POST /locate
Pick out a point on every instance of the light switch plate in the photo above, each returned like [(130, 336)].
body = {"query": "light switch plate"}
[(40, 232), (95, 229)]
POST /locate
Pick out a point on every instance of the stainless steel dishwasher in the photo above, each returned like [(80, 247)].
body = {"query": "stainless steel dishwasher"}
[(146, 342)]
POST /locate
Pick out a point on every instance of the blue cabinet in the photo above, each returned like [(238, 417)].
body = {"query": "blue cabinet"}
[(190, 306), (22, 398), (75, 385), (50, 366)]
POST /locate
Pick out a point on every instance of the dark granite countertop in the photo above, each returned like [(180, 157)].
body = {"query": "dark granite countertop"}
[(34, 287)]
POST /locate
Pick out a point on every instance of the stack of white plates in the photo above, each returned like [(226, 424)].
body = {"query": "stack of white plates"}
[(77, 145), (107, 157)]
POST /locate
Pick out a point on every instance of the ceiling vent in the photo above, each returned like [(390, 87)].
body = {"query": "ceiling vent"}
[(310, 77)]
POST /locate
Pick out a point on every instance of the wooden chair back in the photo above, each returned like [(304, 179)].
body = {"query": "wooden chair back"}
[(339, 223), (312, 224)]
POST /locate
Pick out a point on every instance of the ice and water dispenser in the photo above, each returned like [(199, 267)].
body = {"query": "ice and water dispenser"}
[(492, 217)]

---

-- Work request --
Retype every line of the material above without altering anything.

-- Task solution --
POST /locate
Pick out a point on every instance of the light switch plate in the photo above, each returned like [(130, 336)].
body = {"query": "light switch plate"}
[(40, 232), (95, 229)]
POST /locate
Pick out a point on every instance of the stainless steel dishwasher in the photo above, each returned like [(80, 247)].
body = {"query": "stainless steel dishwasher"}
[(146, 342)]
POST /locate
Pick out a point on every instance of the blue cabinet in the photo above, each returned like [(238, 417)].
body = {"query": "blue cabinet"}
[(190, 306), (22, 398), (75, 385), (50, 366)]
POST /locate
Pick out a point on every instance of the dark granite countertop in the photo above, each returned like [(180, 157)].
body = {"query": "dark granite countertop"}
[(34, 287)]
POST /locate
Pick out a point on every instance of the stack of white plates in the photo above, each returned like [(226, 424)].
body = {"query": "stack of white plates"}
[(77, 145), (107, 157)]
POST /locate
Pick out a point on every instance of the ceiling vent in the photo above, each returned like [(390, 87)].
body = {"query": "ceiling vent"}
[(310, 77)]
POST /locate
Pick out a point on every instance of the wooden chair back in the photo above, each returned like [(304, 179)].
body = {"query": "wooden chair back"}
[(339, 223), (312, 224)]
POST /locate
Pick out a point on every instance of the ice and water dispenser in the photo above, each returned like [(199, 267)].
body = {"query": "ice and water dispenser"}
[(492, 217)]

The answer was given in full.